[A block of data]
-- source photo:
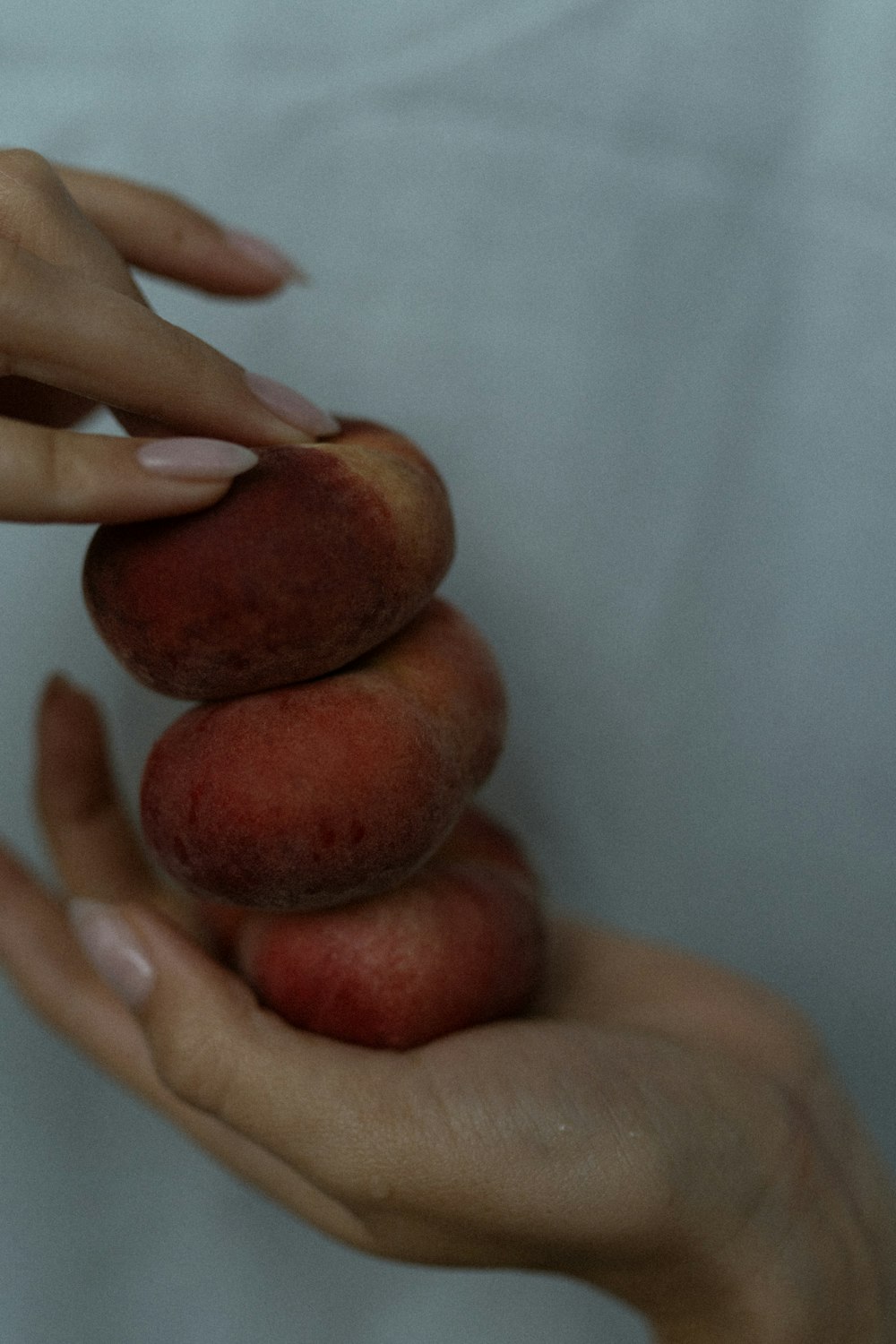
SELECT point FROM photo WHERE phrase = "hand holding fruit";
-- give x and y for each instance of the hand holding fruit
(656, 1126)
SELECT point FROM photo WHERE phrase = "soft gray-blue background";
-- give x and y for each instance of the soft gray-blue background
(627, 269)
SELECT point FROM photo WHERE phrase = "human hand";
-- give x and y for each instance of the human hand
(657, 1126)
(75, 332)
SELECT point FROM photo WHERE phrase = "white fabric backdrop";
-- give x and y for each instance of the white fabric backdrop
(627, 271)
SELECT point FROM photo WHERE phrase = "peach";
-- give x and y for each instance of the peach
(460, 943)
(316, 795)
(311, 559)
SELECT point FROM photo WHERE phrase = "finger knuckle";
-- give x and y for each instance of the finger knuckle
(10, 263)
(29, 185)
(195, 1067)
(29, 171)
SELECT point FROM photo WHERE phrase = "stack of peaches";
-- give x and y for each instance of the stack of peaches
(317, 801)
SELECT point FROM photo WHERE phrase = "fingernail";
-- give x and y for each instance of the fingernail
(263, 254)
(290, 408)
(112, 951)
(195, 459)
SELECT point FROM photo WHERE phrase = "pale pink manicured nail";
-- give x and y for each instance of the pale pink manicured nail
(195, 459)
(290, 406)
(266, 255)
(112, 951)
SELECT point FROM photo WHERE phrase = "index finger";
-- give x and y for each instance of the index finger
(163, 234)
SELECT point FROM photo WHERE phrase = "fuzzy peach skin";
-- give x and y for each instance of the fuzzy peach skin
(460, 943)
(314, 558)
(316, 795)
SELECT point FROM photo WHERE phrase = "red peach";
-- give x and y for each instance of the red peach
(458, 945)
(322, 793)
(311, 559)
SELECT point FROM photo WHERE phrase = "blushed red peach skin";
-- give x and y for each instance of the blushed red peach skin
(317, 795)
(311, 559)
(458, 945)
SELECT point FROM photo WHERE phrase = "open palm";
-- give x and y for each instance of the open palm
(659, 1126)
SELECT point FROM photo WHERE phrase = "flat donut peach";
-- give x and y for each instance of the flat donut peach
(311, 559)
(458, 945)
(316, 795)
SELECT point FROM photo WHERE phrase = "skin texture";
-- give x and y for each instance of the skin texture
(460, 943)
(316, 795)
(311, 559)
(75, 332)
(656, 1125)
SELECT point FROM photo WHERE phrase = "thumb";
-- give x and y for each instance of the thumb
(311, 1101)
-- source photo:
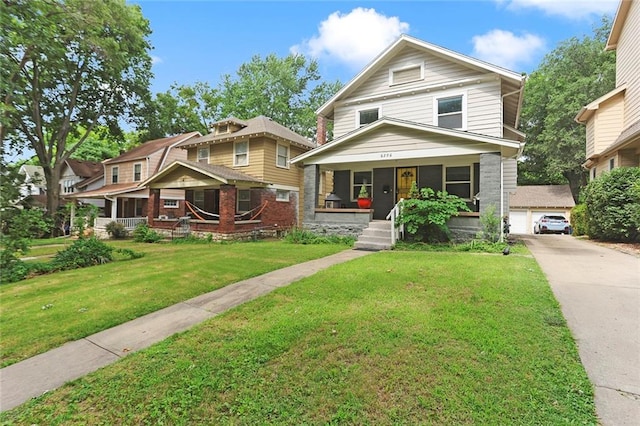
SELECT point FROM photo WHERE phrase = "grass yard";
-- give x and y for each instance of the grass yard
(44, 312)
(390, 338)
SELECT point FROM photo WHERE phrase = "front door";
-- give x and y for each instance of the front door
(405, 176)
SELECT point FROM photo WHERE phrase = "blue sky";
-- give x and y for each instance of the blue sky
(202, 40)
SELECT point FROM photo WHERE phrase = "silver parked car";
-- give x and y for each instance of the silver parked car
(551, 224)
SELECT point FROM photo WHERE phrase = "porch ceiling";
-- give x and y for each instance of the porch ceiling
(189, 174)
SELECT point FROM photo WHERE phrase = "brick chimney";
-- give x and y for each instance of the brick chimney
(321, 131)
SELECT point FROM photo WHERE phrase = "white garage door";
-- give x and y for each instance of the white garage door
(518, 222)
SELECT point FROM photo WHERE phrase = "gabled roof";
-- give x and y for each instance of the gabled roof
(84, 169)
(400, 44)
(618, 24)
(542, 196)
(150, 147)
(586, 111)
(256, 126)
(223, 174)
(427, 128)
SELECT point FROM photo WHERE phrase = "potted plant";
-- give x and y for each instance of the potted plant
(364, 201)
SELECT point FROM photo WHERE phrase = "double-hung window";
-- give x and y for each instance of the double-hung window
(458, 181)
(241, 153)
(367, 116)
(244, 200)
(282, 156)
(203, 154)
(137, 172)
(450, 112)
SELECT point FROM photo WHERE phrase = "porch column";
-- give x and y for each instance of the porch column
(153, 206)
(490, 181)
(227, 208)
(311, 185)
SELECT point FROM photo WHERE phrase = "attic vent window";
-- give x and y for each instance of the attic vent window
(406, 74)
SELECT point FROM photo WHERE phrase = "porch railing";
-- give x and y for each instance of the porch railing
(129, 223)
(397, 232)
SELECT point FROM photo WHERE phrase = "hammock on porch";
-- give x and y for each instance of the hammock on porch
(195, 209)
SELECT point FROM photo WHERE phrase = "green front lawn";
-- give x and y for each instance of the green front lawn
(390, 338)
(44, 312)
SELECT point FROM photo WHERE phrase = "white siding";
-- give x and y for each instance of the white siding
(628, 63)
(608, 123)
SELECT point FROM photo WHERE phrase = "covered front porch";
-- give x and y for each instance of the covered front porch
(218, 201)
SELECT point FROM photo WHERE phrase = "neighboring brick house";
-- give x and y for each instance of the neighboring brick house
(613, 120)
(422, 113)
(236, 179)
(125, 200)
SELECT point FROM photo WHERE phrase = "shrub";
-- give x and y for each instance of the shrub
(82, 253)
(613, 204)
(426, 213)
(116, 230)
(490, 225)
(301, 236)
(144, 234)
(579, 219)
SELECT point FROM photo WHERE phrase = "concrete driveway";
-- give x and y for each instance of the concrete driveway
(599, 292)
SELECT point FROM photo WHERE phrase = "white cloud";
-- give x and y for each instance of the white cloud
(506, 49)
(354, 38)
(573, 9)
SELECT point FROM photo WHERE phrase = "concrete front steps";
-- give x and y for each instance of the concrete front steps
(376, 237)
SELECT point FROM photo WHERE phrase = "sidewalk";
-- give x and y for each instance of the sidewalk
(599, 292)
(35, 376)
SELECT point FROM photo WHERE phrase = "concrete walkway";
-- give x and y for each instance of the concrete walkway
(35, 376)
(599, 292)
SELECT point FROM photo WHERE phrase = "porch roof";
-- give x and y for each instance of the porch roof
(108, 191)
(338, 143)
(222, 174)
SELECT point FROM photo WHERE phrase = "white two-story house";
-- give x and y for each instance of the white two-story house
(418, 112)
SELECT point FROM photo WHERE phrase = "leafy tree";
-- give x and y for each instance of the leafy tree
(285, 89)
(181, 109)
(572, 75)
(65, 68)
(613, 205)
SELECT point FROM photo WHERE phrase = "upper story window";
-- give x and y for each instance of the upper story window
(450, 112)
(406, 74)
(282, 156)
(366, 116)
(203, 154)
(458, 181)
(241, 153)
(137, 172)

[WORK TO DO]
Reproduce each record above by retyping it exactly; omit all images.

[EXERCISE RESPONSE]
-- source photo:
SELECT point FROM photo WHERE phrase = "hand holding fruit";
-- give x and y for each instance of the hand holding fruit
(656, 1126)
SELECT point FROM photo WHERE phrase = "soft gray-blue background";
-- give x and y for each instance of the soft gray-blue background
(627, 269)
SELECT point FROM photo WHERE phrase = "human hand";
-- give x and y for each instance of the human hand
(657, 1126)
(75, 332)
SELECT point FROM photo WHERE phrase = "white fabric backdrop";
-- give x and y for each instance of the white fabric backdrop
(627, 271)
SELECT point FROM photo WHERE phrase = "peach";
-- give x and y for each instance of the peach
(460, 943)
(316, 795)
(311, 559)
SELECT point FROM photo WHERE phrase = "finger knuckle";
-- give x and y for each instance of the finger knuckle
(10, 263)
(29, 185)
(195, 1067)
(29, 171)
SELECT point FROM photo WHERE phrase = "stack of peaches";
-- give x and y for each instance of the stack of peaches
(317, 801)
SELECT point FROM photo WHERE phrase = "fingernail";
-- give x and y for each instance of the fingernail
(263, 254)
(290, 408)
(112, 951)
(195, 459)
SELECT point FROM photo WHERE phrase = "pale pink manicured nail";
-- give x and y for each instance of the pale pink manicured nail
(195, 459)
(290, 406)
(266, 255)
(112, 951)
SELECT point FROM photo WHERE phrase = "index finger";
-- give x and y for each instance of the index finger
(163, 234)
SELECT point FROM photo WHERE phrase = "fuzzy peach skin";
-- give x and y for each instance of the fuzzy peach skin
(460, 943)
(314, 558)
(316, 795)
SELECT point FROM photo WHERE phrase = "red peach";
-- give x and y for each instance of the red peach
(458, 945)
(322, 793)
(311, 559)
SELECT point FROM photo WHERE phrase = "blushed red peach skin";
-- give x and y for each instance of the blushed red peach skin
(317, 795)
(311, 559)
(458, 945)
SELECT point FROM photo WHERE phrase = "open palm";
-- give x and y for each instance of the open palm
(659, 1126)
SELECT point FROM photo WHERE phrase = "flat donut peach";
-- give x and y for each instance of the flat donut peach
(311, 559)
(458, 945)
(316, 795)
SELECT point FROM photo WHERE phrase = "skin texture";
-- give x and y for each instance of the skin texture
(460, 943)
(316, 795)
(311, 559)
(75, 332)
(656, 1125)
SELECT point FROM photo WHERE phrase = "thumb";
-- give x and y for each instance of the thumb
(311, 1101)
-- source photo:
SELECT point FROM photo WHERE phrase = "grass yard";
-- give x and y for each instance of the grass yard
(44, 312)
(390, 338)
SELECT point FROM photo WHERE phrase = "front door";
-- give x and y for each instance of the front door
(405, 176)
SELECT point FROM photo WHERE phrase = "blue sky";
-- give x and y for each instance of the blue sky
(202, 40)
SELECT point FROM photo WHERE phrase = "silver parked car";
-- give x and y for each instance of the silver parked car
(551, 224)
SELECT point FROM photo WHERE phrase = "porch ceiling";
-- give x and y for each instance of the porch ceiling
(189, 174)
SELECT point FROM photo WHERE phrase = "brick chimney";
-- give x and y for each instance of the brick chimney
(321, 131)
SELECT point FROM photo WHERE phrase = "white garage door";
-- give x and y for each instance of the white garage door
(518, 222)
SELECT point FROM photo WHERE phrase = "gabled roof";
-- give x and y for each instance of the gabled roof
(84, 169)
(400, 44)
(618, 24)
(542, 196)
(150, 147)
(586, 111)
(256, 126)
(223, 174)
(427, 128)
SELECT point FROM photo WHERE phrase = "potted plant";
-- give x and y for each instance of the potted plant
(364, 201)
SELECT point FROM photo WHERE phrase = "double-hung window";
-- give x and y for each instance of the double-hung window
(458, 181)
(241, 153)
(367, 116)
(244, 200)
(282, 156)
(203, 154)
(137, 172)
(450, 112)
SELECT point FROM photo WHERE phrase = "porch column";
-- give x and y for each instance of the porch column
(153, 206)
(490, 181)
(227, 208)
(311, 185)
SELECT point FROM photo WHERE phrase = "attic vent window";
-- give x and y for each instance of the attic vent window
(406, 74)
SELECT point FROM photo WHERE phrase = "porch railing";
-- give x and y for each instance of the porch railing
(129, 223)
(397, 232)
SELECT point FROM photo WHERE phrase = "hammock on porch";
-- give x and y for each instance of the hammock on porch
(195, 209)
SELECT point FROM photo WHERE phrase = "green front lawn";
-- give x and y for each instance of the green front lawn
(390, 338)
(44, 312)
SELECT point FROM photo WHERE phrase = "white siding";
-- give x and y for each instance of the white siding
(628, 63)
(608, 123)
SELECT point FROM photo WHERE phrase = "covered front porch";
-- give x and y for each instance of the covered front porch
(218, 201)
SELECT point FROM photo WHERE phrase = "neighboring brick house";
-- give x and y for each instance of the neighboring brick house
(613, 120)
(422, 113)
(236, 179)
(125, 200)
SELECT point FROM photo WHERE phrase = "shrub";
-- give x and y for each instance of the shrub
(82, 253)
(613, 204)
(426, 213)
(116, 230)
(490, 225)
(301, 236)
(144, 234)
(579, 219)
SELECT point FROM photo WHERE phrase = "concrete driveway";
-- give x and y for each instance of the concrete driveway
(599, 292)
SELECT point FROM photo WHERE phrase = "white cloud";
-- give x and y for each instance of the white cloud
(506, 49)
(354, 38)
(573, 9)
SELECT point FROM photo WHERE phrase = "concrete front steps";
-- give x and y for each instance of the concrete front steps
(376, 237)
SELECT point FROM photo WHERE phrase = "sidewalk";
-- give x and y for each instance of the sidewalk
(599, 292)
(35, 376)
SELECT point FROM photo WHERE phrase = "concrete walkway";
-- give x and y for each instance of the concrete walkway
(35, 376)
(599, 292)
SELECT point FROM photo WHERE phrase = "porch roof";
-- give x and y for each instance of the porch roof
(108, 191)
(338, 143)
(222, 174)
SELECT point FROM photo WHERE phrase = "white two-story house";
-- give x and y for each instance of the white two-story house
(418, 112)
SELECT point FROM photo WHERE phrase = "leafy tree";
-- give x and y for each instance of the leafy tree
(285, 89)
(181, 109)
(572, 75)
(65, 68)
(613, 205)
SELECT point FROM photo WHERE phrase = "upper story window";
-- give x and y for each instance of the upper story window
(450, 112)
(406, 74)
(282, 156)
(366, 116)
(203, 154)
(458, 181)
(241, 153)
(137, 172)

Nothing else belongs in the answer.